───── Data provided

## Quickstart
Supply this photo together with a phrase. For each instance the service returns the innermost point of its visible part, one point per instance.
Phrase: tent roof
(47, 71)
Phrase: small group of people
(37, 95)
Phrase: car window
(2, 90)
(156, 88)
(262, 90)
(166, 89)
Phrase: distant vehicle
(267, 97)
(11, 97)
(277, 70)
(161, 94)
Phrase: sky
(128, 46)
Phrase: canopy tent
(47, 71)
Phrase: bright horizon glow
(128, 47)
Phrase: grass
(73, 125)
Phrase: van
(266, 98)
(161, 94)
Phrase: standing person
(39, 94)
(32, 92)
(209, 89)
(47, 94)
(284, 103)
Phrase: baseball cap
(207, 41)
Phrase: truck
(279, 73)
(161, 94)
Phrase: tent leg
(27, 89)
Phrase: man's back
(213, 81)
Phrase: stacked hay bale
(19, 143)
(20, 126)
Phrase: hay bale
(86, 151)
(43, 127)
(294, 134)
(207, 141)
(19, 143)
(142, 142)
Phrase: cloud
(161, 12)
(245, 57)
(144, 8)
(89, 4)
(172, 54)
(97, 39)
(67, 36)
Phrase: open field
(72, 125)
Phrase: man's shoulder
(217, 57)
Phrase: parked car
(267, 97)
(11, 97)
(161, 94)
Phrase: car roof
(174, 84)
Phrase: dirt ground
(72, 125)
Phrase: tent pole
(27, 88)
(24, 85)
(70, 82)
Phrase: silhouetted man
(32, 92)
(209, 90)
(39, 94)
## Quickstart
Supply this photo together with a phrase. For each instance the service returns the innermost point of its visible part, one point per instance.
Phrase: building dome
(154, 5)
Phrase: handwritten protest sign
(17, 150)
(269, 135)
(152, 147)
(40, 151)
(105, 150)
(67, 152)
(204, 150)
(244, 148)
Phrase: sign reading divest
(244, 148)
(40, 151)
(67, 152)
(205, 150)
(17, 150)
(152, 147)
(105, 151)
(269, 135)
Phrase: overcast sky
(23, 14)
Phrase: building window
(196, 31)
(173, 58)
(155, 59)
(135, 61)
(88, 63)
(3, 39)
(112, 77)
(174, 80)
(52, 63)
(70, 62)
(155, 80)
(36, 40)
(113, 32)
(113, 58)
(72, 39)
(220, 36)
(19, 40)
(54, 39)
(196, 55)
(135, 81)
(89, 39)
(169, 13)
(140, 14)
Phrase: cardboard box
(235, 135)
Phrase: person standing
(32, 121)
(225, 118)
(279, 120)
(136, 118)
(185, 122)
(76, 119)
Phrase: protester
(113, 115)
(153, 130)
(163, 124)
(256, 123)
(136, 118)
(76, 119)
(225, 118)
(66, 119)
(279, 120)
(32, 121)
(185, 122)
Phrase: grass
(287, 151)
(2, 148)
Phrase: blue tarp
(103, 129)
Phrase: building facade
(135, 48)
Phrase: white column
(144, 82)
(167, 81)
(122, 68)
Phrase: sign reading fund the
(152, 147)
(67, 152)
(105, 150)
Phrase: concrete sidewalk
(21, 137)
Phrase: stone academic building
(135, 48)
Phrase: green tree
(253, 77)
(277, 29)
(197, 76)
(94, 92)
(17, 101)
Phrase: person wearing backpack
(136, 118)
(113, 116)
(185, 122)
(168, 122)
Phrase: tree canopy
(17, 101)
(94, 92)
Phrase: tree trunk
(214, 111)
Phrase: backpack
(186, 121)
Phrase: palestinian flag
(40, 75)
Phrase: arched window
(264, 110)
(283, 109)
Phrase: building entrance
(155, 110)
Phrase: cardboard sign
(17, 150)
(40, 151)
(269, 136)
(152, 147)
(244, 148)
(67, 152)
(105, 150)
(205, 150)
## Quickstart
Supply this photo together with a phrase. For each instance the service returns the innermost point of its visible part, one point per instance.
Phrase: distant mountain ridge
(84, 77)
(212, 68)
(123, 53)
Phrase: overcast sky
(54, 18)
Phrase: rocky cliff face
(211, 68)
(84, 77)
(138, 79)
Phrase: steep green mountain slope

──────────

▶ [Exercise]: At the line with "Phrase: concrete sidewalk", begin reproducing the material above exactly, and continue through its last line.

▶ [Expected answer]:
Phrase: concrete sidewalk
(21, 137)
Phrase: stone academic building
(135, 48)
Phrase: green tree
(253, 77)
(277, 29)
(197, 76)
(94, 92)
(17, 101)
Phrase: person wearing backpack
(136, 118)
(113, 116)
(185, 122)
(168, 122)
Phrase: tree canopy
(17, 101)
(94, 92)
Phrase: tree trunk
(214, 111)
Phrase: backpack
(186, 121)
Phrase: palestinian flag
(40, 75)
Phrase: arched window
(264, 110)
(283, 109)
Phrase: building entrance
(155, 110)
Phrase: cardboard sign
(17, 150)
(40, 151)
(269, 136)
(152, 147)
(244, 148)
(67, 152)
(105, 150)
(205, 150)
## Quickstart
Supply this photo together with a phrase. For each instance the service returns the innermost point of its visible part, one point per instance.
Phrase: distant mountain ridge
(84, 77)
(212, 68)
(123, 53)
Phrase: overcast sky
(54, 18)
Phrase: rocky cliff face
(211, 68)
(84, 77)
(138, 79)
Phrase: steep green mountain slope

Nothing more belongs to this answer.